» STATED EXERCISE
Switch "stainless steel panel" to "metal panel" in the records, from the line containing "Could you please indicate the cabinet" through the end of the records, inclusive. Give back only those lines, with everything else unchanged.

» GIVEN DATA
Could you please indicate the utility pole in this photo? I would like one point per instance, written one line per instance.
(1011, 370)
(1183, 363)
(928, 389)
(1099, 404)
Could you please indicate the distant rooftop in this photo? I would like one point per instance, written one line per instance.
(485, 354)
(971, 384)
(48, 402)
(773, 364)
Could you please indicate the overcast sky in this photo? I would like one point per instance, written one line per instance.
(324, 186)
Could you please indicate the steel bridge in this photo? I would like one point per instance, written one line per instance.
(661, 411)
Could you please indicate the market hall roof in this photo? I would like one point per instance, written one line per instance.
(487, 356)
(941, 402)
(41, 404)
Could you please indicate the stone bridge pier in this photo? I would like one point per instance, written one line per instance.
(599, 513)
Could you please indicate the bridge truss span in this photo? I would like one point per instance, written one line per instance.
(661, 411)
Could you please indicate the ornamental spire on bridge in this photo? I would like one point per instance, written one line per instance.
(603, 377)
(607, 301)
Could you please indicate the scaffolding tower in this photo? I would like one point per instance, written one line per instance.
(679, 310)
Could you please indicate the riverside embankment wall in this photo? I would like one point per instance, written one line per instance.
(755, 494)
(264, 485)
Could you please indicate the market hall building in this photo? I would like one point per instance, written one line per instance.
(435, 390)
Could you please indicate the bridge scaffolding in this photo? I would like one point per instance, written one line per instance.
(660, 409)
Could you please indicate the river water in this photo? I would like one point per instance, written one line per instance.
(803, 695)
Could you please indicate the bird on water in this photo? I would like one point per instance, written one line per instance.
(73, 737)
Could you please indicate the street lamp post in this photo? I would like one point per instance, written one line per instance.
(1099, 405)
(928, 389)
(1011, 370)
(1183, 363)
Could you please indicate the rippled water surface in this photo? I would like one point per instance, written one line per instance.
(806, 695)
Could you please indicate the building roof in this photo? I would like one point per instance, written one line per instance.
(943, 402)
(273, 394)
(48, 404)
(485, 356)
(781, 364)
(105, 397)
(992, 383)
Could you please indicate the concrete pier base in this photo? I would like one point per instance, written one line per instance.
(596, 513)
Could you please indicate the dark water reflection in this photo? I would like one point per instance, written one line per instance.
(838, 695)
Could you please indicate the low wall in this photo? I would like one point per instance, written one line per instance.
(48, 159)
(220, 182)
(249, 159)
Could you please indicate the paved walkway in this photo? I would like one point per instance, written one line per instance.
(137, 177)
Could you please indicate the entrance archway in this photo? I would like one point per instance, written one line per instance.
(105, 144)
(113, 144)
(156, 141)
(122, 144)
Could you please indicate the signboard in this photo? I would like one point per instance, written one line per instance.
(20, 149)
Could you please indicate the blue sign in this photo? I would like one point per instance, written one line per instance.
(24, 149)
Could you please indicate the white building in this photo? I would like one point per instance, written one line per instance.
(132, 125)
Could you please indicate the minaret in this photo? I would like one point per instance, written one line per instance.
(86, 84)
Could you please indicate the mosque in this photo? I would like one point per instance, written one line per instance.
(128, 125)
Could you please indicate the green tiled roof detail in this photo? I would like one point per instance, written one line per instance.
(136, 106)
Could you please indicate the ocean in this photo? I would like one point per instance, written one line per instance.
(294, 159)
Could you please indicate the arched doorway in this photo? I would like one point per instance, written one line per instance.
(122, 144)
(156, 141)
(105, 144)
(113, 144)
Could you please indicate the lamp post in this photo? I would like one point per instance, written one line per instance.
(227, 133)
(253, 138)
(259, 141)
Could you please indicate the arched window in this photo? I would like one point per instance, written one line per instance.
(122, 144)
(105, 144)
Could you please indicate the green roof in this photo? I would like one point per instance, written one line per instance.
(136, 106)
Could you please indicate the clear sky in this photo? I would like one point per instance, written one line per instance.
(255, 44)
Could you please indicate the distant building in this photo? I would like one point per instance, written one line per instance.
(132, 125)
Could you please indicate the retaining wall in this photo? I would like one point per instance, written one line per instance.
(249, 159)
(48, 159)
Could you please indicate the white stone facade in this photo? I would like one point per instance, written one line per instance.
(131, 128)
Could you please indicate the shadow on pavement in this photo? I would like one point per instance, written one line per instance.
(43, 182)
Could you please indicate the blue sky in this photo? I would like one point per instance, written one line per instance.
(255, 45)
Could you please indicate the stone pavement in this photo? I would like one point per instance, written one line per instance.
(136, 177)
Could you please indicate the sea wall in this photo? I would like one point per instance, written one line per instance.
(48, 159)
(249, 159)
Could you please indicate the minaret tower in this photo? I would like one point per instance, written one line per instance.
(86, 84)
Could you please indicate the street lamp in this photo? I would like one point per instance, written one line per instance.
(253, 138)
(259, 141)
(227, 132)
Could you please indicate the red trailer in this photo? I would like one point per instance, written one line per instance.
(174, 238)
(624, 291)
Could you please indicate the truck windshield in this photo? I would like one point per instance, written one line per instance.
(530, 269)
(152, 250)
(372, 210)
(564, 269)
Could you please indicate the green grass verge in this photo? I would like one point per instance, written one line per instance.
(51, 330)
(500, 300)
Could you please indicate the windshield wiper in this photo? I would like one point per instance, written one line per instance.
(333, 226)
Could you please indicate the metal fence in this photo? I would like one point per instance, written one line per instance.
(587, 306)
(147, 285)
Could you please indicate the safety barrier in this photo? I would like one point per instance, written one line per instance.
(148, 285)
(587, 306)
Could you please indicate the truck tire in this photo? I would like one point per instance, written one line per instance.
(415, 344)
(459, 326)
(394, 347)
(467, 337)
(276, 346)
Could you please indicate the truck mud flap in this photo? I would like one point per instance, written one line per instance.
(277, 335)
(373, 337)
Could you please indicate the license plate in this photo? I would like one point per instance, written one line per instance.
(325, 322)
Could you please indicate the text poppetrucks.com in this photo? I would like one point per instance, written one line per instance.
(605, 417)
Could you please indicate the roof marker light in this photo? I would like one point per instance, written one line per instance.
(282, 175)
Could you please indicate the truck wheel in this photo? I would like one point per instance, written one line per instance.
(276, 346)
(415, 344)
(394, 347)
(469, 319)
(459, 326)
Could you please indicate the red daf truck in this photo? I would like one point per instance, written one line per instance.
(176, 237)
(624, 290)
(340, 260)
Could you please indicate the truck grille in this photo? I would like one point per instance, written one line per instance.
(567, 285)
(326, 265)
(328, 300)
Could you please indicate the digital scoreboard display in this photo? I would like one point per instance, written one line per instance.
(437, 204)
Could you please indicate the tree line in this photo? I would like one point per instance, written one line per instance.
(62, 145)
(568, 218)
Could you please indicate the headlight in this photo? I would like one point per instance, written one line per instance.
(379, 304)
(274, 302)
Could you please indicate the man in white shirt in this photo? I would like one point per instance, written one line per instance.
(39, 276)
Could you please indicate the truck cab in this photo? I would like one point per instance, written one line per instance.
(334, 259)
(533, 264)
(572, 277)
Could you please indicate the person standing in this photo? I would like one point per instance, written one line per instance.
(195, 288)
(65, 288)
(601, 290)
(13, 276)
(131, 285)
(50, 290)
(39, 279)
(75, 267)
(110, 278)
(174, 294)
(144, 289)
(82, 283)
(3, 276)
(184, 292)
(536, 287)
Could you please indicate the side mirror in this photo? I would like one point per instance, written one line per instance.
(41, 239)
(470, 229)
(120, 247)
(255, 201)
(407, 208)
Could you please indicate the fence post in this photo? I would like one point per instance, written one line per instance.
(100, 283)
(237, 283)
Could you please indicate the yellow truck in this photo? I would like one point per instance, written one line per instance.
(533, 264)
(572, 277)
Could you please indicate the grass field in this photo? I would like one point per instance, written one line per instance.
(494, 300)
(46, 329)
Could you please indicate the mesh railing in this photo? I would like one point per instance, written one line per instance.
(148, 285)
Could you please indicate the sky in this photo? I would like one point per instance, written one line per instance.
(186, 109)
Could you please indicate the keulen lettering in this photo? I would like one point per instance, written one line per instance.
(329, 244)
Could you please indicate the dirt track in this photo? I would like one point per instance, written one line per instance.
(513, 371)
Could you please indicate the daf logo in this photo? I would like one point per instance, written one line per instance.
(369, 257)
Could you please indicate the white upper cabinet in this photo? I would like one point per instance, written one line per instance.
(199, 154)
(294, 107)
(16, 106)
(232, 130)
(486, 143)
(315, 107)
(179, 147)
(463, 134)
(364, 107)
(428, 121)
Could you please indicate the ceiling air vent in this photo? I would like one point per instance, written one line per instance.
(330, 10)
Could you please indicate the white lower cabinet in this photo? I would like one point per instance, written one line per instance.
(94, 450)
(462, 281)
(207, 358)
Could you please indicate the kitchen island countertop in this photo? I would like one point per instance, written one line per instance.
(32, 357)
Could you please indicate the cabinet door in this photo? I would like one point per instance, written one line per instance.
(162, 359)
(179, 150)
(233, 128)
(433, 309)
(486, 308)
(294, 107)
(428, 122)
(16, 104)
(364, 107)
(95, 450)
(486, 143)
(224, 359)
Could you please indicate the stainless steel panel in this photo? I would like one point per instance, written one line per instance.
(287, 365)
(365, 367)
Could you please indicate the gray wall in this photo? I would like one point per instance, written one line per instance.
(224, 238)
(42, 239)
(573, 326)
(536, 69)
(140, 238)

» REPLY TO THE TASK
Could you please indicate the cabinet door in this photo? I would like one point per instance, written one line per instance.
(162, 359)
(179, 150)
(233, 128)
(433, 309)
(486, 308)
(294, 107)
(428, 122)
(16, 104)
(364, 107)
(95, 450)
(486, 143)
(224, 359)
Could you please indicate the metal panel in this photo? I would like one point per instance, written one line per instance.
(287, 365)
(365, 367)
Could you please indicate the gray wall in this photo? I would like one point per instance, written one line per instance.
(224, 238)
(42, 239)
(573, 326)
(536, 69)
(140, 238)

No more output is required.